» Document passage
Bug 1648464 - Add an Autodetect item to the Text Encoding menu. r=emk,chutten,Gijs

Take a step towards replacing the encoding menu with a single menu item that
triggers the autodetection manually. However, don't remove anything for now.

* Add an autodetect item.
* Add telemetry for autodetect used in session.
* Add telemetry for non-autodetect used in session.
* Restore and revise telemetry for how the encoding that is being overridden
  was discovered.

Differential Revision: https://phabricator.services.mozilla.com/D81132
This commit is contained in:
Henri Sivonen
2021-01-14 07:06:53 +00:00
parent 8f03ff4322
commit dc81bb2634
14 changed files with 372 additions and 117 deletions

View File

@@ -272,6 +272,11 @@ static int32_t gNumberOfDocumentsLoading = 0;
// Global count of docshells with the private attribute set
static uint32_t gNumberOfPrivateDocShells = 0;
static mozilla::LazyLogModule gCharsetMenuLog("CharsetMenu");
#define LOGCHARSETMENU(args) \
MOZ_LOG(gCharsetMenuLog, mozilla::LogLevel::Debug, args)
#ifdef DEBUG
unsigned long nsDocShell::gNumberOfDocShells = 0;
static uint64_t gDocshellIDCounter = 0;
@@ -413,7 +418,8 @@ nsDocShell::nsDocShell(BrowsingContext* aBrowsingContext,
mTitleValidForCurrentURI(false),
mWillChangeProcess(false),
mIsNavigating(false),
mSuspendMediaWhenInactive(false) {
mSuspendMediaWhenInactive(false),
mForcedAutodetection(false) {
// If no outer window ID was provided, generate a new one.

» Required tasks
1. Return the passage of the commit text that begins at the words "Take a step" and stops after the words "non-autodetect used in session.", copied character for character.
2. Retype every line of the stored rows below without any change.

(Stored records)

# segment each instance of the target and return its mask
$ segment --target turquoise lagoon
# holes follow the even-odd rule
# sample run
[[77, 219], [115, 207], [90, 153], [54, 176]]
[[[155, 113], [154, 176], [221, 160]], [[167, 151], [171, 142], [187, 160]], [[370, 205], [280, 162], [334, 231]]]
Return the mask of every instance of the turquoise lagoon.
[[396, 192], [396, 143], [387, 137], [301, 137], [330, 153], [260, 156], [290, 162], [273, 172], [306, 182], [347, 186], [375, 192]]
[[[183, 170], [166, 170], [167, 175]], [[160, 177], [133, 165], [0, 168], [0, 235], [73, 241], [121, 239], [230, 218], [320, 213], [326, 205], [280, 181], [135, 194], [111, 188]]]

» Outputs
1.
Take a step towards replacing the encoding menu with a single menu item that
triggers the autodetection manually. However, don't remove anything for now.

* Add an autodetect item.
* Add telemetry for autodetect used in session.
* Add telemetry for non-autodetect used in session.

2.
# segment each instance of the target and return its mask
$ segment --target turquoise lagoon
# holes follow the even-odd rule
# sample run
[[77, 219], [115, 207], [90, 153], [54, 176]]
[[[155, 113], [154, 176], [221, 160]], [[167, 151], [171, 142], [187, 160]], [[370, 205], [280, 162], [334, 231]]]
Return the mask of every instance of the turquoise lagoon.
[[396, 192], [396, 143], [387, 137], [301, 137], [330, 153], [260, 156], [290, 162], [273, 172], [306, 182], [347, 186], [375, 192]]
[[[183, 170], [166, 170], [167, 175]], [[160, 177], [133, 165], [0, 168], [0, 235], [73, 241], [121, 239], [230, 218], [320, 213], [326, 205], [280, 181], [135, 194], [111, 188]]]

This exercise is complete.